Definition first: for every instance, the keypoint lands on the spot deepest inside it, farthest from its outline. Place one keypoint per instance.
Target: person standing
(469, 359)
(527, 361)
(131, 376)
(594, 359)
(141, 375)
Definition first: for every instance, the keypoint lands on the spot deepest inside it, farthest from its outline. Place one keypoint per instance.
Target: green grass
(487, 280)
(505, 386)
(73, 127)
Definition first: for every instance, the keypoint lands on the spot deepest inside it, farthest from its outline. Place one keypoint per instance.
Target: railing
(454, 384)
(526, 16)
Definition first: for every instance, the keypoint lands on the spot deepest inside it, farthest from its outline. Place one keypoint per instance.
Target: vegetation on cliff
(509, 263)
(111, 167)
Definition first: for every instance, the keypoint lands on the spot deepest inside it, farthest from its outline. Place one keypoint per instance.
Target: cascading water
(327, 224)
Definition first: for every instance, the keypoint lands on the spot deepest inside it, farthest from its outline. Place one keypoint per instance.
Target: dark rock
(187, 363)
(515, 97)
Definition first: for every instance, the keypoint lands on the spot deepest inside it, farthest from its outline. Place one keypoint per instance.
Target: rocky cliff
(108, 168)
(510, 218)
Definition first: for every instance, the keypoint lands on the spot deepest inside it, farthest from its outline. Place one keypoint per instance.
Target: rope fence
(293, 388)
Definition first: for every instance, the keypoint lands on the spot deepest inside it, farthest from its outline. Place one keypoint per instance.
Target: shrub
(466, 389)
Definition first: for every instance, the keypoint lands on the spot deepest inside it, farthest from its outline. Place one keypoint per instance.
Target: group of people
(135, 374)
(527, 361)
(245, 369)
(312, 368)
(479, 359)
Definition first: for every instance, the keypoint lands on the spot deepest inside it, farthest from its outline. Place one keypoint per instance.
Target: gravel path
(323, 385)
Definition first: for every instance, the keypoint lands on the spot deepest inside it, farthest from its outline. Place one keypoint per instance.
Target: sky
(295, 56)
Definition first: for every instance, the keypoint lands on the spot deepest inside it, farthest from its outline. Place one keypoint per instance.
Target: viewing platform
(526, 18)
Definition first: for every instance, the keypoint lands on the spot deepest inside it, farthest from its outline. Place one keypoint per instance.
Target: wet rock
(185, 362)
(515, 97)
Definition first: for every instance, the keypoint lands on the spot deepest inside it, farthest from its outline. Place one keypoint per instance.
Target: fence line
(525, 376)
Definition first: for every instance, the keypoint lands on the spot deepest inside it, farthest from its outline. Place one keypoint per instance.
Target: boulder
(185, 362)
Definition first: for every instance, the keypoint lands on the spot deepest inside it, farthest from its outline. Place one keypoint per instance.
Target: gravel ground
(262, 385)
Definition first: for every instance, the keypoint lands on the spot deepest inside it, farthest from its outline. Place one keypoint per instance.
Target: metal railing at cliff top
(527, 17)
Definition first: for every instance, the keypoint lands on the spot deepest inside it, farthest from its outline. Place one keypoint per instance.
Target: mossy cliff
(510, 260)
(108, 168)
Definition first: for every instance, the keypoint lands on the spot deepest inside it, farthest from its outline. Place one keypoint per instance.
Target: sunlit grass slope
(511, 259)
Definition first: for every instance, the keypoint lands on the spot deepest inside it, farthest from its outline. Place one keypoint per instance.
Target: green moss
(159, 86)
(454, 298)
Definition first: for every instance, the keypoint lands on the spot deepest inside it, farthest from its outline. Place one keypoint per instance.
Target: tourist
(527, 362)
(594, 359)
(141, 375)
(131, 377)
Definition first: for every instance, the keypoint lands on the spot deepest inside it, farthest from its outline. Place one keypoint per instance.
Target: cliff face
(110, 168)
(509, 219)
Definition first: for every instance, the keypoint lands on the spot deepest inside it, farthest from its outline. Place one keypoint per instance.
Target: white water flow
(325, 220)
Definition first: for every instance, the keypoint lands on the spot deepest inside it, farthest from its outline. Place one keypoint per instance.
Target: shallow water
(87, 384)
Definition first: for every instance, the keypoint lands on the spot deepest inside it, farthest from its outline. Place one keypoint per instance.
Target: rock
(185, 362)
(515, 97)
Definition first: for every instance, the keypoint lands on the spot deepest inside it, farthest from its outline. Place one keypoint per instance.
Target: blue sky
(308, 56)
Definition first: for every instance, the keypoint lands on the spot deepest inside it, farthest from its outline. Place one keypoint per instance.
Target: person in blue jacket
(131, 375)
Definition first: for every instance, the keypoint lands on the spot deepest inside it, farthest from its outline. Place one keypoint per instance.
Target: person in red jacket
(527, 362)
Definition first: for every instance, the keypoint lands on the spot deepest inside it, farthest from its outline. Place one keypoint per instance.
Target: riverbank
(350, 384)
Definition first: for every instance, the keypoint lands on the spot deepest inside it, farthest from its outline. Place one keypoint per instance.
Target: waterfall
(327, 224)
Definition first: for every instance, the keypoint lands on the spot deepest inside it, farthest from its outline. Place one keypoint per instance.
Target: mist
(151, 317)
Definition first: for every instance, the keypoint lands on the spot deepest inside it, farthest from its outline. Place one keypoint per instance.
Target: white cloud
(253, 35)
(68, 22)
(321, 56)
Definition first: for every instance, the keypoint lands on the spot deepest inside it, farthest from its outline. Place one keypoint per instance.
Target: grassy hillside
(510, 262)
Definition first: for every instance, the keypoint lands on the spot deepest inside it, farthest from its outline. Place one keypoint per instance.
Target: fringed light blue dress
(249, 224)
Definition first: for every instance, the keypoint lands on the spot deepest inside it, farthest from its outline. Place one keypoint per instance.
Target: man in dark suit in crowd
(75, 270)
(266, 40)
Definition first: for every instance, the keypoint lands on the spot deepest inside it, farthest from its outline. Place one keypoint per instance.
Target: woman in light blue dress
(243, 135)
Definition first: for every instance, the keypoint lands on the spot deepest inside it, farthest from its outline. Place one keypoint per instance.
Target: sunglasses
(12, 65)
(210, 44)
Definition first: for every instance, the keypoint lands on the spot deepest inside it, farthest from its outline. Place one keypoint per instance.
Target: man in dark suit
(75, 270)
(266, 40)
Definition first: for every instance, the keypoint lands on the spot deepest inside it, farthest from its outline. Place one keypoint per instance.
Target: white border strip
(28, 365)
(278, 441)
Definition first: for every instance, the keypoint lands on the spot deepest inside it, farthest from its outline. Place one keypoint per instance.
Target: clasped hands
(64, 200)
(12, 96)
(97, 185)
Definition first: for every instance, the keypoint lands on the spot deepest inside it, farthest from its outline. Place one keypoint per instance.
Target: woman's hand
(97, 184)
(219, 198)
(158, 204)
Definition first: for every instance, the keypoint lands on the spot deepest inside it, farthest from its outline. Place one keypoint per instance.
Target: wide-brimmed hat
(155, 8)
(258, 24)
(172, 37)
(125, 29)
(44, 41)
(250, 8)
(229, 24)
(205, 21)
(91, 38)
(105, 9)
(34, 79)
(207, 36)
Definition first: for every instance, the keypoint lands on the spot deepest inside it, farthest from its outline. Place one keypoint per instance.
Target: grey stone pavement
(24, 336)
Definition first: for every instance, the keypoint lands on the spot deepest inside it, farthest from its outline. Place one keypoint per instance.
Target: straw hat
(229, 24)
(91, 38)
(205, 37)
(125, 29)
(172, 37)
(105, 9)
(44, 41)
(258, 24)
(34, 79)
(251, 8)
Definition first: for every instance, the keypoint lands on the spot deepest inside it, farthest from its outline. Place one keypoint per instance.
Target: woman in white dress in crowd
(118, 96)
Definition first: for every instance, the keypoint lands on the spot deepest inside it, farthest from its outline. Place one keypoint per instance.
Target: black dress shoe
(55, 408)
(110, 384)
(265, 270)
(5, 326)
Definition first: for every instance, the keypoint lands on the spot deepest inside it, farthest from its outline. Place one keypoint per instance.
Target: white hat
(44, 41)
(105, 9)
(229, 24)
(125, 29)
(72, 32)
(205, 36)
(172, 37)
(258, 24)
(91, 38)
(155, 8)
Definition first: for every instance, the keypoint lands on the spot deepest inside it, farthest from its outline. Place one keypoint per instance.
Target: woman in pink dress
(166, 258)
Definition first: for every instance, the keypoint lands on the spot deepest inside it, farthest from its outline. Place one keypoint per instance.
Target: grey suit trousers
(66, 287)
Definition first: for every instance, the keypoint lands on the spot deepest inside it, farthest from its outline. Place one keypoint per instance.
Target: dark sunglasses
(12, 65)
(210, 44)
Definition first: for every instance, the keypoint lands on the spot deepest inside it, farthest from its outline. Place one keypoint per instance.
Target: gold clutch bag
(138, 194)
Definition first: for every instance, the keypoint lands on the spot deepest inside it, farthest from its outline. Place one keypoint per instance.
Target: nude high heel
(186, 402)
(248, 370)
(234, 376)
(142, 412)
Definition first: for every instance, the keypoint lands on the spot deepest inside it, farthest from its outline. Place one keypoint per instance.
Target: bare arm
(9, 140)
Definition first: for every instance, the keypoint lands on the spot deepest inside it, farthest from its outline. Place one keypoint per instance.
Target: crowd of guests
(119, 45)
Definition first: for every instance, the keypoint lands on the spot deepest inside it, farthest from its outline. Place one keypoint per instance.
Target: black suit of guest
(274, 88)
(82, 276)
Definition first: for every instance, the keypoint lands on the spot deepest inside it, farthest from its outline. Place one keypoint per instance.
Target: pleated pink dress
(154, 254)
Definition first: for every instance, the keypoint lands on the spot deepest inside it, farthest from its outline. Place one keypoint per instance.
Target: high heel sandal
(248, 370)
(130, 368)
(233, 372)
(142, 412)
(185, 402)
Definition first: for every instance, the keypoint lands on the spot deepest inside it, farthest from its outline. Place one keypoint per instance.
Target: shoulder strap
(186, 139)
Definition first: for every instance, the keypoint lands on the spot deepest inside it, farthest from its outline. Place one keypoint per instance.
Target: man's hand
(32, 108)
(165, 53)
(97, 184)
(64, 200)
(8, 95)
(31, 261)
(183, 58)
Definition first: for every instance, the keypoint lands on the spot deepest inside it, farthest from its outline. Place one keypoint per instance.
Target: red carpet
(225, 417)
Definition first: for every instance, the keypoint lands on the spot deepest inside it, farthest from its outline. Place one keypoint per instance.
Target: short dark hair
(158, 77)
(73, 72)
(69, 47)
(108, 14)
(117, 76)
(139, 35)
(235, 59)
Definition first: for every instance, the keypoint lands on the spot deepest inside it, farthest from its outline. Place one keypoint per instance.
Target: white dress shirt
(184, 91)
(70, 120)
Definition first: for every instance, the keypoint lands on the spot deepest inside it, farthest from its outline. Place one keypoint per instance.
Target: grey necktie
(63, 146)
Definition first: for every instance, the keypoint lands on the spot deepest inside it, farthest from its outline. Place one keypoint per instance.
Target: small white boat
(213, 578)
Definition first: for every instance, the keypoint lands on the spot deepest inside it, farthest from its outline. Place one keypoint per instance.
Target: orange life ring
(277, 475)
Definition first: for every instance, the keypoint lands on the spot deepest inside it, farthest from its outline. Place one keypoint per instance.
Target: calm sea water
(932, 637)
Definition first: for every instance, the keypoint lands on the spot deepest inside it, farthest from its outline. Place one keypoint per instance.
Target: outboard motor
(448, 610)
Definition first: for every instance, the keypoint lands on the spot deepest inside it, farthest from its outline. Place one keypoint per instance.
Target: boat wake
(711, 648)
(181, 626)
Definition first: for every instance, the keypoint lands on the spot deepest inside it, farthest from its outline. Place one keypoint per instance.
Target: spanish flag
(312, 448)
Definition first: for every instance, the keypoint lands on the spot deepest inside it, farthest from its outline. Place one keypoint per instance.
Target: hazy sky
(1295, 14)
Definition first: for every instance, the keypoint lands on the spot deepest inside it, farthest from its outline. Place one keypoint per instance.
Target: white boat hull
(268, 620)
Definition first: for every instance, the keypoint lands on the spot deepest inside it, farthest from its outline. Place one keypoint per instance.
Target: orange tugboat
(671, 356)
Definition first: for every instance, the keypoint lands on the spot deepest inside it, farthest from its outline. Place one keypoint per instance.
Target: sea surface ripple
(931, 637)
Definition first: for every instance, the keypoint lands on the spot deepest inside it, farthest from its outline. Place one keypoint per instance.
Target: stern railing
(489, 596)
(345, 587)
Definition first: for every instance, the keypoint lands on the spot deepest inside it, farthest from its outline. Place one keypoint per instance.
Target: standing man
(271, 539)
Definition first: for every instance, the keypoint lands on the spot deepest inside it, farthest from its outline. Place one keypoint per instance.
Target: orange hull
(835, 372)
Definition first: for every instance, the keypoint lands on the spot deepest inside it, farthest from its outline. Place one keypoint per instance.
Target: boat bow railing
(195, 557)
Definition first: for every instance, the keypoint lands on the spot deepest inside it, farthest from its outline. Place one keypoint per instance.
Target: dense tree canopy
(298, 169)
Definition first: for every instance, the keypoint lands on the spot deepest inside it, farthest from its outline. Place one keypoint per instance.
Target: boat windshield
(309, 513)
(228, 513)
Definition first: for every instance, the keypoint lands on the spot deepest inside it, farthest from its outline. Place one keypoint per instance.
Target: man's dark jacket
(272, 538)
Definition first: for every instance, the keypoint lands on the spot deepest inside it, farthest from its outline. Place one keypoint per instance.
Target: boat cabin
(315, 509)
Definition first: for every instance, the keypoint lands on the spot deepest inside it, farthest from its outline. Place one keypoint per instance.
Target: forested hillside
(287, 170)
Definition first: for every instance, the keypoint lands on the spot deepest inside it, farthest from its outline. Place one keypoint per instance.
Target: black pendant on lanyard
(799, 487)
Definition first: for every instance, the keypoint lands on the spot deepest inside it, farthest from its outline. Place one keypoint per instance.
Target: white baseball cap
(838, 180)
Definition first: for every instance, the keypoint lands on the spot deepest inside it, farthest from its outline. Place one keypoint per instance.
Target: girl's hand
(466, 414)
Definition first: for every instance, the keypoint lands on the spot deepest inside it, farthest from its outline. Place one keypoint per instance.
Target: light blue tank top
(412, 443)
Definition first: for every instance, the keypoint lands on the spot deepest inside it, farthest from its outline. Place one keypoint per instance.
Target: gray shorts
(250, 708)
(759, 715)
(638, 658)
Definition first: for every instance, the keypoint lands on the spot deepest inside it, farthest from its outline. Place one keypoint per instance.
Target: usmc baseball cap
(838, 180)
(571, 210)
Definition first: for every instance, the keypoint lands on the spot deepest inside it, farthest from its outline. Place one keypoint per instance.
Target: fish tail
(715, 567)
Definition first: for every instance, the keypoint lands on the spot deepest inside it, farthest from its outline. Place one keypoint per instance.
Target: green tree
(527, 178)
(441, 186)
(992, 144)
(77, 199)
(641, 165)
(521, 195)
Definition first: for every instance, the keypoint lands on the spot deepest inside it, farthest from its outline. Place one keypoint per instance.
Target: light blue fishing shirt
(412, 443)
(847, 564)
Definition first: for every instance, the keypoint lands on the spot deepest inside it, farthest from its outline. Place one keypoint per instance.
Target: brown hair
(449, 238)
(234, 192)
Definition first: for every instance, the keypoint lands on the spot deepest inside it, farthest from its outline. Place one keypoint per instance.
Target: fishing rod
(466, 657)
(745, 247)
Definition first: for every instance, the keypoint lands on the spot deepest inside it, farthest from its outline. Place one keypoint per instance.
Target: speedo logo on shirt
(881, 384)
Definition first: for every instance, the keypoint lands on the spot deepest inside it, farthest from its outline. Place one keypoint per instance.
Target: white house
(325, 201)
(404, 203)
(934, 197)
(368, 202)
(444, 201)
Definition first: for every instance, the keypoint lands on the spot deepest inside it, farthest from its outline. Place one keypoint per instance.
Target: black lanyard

■ **TASK DETAILS**
Look above for the line containing "Target: gray shorts", then transcribe it and all lines after it through the last, exactly and with nothing else.

■ **WRITTEN RESPONSE**
Target: gray shorts
(250, 708)
(759, 715)
(638, 658)
Definition first: for every instance, the keypoint lands on the spot deepest inside it, farthest from its outline. Place one keypoint per instance.
Target: usmc baseball cap
(838, 180)
(571, 210)
Definition first: for every instance, the keypoint lands on the spot deepest inside it, farthest from its outline. Place one keypoint per instance.
Target: fish tail
(715, 567)
Definition first: for every instance, the keypoint lands on the spot deepest inside it, farthest from its outline. Place one keypoint per instance.
Target: green tree
(527, 178)
(441, 186)
(992, 144)
(77, 199)
(641, 165)
(521, 195)
Definition first: for every instance, the keypoint lands on the spot deepest inside it, farthest from its outline. Place one keypoint per instance.
Target: light blue fishing shirt
(412, 443)
(847, 564)
Definition first: for every instance, the keypoint lands on the spot deepest inside it, farthest from its outline. Place one keypoint per instance.
Target: brown hair
(449, 238)
(234, 192)
Definition first: for every instance, the keypoint lands on the spot deepest inside it, farthest from its outline. Place one keypoint per instance.
Target: fishing rod
(466, 657)
(745, 247)
Definition first: for every instance, the keypoint lands on the spot deepest inside it, farthest from its outline. Place one keypoint per instance.
Target: speedo logo on shirt
(881, 384)
Definition first: for every instance, the keypoint lands on the spot deepest inside it, farthest from its outline. Place one keypoint per instance.
Target: white house
(325, 201)
(404, 203)
(934, 197)
(368, 202)
(444, 201)
Definition first: for every instance, the keypoint lands on the spot deepest inside it, farthest from its outline. Place one keypoint per instance.
Target: black lanyard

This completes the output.